## Problem requirements
Copy all lines below that use the word "instance".

=-=-=-=-=

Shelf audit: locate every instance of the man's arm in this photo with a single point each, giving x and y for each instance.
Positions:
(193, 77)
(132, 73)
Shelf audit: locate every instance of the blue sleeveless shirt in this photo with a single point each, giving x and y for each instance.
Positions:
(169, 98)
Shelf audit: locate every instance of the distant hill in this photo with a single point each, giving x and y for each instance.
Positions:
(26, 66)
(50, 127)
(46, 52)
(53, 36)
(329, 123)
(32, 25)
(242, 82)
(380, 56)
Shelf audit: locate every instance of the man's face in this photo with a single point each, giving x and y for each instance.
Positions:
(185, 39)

=-=-=-=-=

## Solved problem
Shelf audit: locate every instance of the man's arm in this photo with a single point each, giving x and y for each instance.
Shelf audit: locate every instance of the blue sleeveless shirt in this photo with a single point each, giving x and y for each instance.
Shelf audit: locate every instance of the distant hill in this photo with a single point each, giving x and y for each instance.
Shelf audit: locate every instance of the man's face in this photo with a single point each, giving x and y for each instance.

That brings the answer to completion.